Entries for labeling with bounding boxes:
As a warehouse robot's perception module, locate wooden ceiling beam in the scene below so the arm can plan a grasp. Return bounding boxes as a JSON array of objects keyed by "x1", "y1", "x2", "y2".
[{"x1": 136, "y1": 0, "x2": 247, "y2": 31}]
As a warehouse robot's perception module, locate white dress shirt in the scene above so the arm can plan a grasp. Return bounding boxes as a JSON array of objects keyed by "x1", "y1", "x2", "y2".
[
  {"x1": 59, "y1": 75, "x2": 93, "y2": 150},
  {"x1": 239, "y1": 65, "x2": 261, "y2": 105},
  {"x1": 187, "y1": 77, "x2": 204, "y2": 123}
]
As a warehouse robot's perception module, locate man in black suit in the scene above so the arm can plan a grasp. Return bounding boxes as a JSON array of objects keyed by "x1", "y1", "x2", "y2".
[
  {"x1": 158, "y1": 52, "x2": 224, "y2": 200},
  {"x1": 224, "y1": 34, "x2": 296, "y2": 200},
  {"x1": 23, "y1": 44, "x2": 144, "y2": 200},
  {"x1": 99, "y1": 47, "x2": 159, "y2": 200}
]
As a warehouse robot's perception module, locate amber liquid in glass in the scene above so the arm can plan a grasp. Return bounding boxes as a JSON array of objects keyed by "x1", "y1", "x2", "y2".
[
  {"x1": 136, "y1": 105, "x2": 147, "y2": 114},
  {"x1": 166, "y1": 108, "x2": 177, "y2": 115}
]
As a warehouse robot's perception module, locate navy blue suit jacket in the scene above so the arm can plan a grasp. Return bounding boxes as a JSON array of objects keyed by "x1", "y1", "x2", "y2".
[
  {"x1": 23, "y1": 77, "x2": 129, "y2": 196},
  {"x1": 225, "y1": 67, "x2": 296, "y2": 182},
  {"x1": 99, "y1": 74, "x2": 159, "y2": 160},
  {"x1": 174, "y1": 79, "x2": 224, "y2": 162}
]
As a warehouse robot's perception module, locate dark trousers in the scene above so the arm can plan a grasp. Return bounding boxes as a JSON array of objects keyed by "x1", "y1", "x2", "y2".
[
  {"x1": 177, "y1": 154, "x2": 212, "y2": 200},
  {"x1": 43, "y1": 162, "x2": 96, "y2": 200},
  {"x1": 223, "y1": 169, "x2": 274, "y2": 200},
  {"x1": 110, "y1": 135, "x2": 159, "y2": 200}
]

Do this. Format every one of the records above as a numbered list, and leave out any blank lines.

Solution for this exercise.
1. As a warehouse robot's perception module, locate wooden ceiling beam in the scene below so the arm can plan a grasp. Return bounding boxes as a JSON array of objects keyed by "x1", "y1", "x2", "y2".
2. [{"x1": 136, "y1": 0, "x2": 247, "y2": 31}]
3. As a warehouse robot's perception module, locate white dress shirt in the scene above so the arm can plan a grasp. Return bounding boxes as a JSON array of objects keyed by "x1", "y1", "x2", "y2".
4. [
5.   {"x1": 59, "y1": 75, "x2": 93, "y2": 150},
6.   {"x1": 239, "y1": 65, "x2": 261, "y2": 105},
7.   {"x1": 187, "y1": 77, "x2": 204, "y2": 123}
8. ]
9. As a warehouse robot's perception module, locate man in black suit in the scene above so the arm can plan a grasp. Return bounding boxes as a JSON array of objects keyed by "x1", "y1", "x2", "y2".
10. [
11.   {"x1": 158, "y1": 52, "x2": 224, "y2": 200},
12.   {"x1": 224, "y1": 34, "x2": 296, "y2": 200},
13.   {"x1": 23, "y1": 44, "x2": 144, "y2": 200},
14.   {"x1": 99, "y1": 47, "x2": 159, "y2": 200}
15. ]
16. As a warehouse robot's perception module, locate amber liquid in glass in the scene above so the arm can plan a grasp. Return bounding boxes as a JSON array of objects keyed by "x1", "y1", "x2", "y2".
17. [
18.   {"x1": 136, "y1": 105, "x2": 147, "y2": 114},
19.   {"x1": 166, "y1": 108, "x2": 177, "y2": 115}
20. ]
21. As a warehouse robot's perception module, locate navy blue suit jacket in the scene above so the arm can plan a grasp. Return bounding boxes as a JSON array of objects keyed by "x1", "y1", "x2", "y2".
22. [
23.   {"x1": 23, "y1": 77, "x2": 129, "y2": 196},
24.   {"x1": 225, "y1": 67, "x2": 296, "y2": 182},
25.   {"x1": 99, "y1": 74, "x2": 159, "y2": 160},
26.   {"x1": 174, "y1": 79, "x2": 224, "y2": 162}
27. ]
28. As a warehouse robot's perception module, locate dark trousers in the scene above so the arm can plan a grasp. Return bounding boxes as a JSON array of objects keyed by "x1", "y1", "x2", "y2".
29. [
30.   {"x1": 177, "y1": 154, "x2": 212, "y2": 200},
31.   {"x1": 43, "y1": 162, "x2": 96, "y2": 200},
32.   {"x1": 223, "y1": 169, "x2": 274, "y2": 200},
33.   {"x1": 110, "y1": 135, "x2": 159, "y2": 200}
34. ]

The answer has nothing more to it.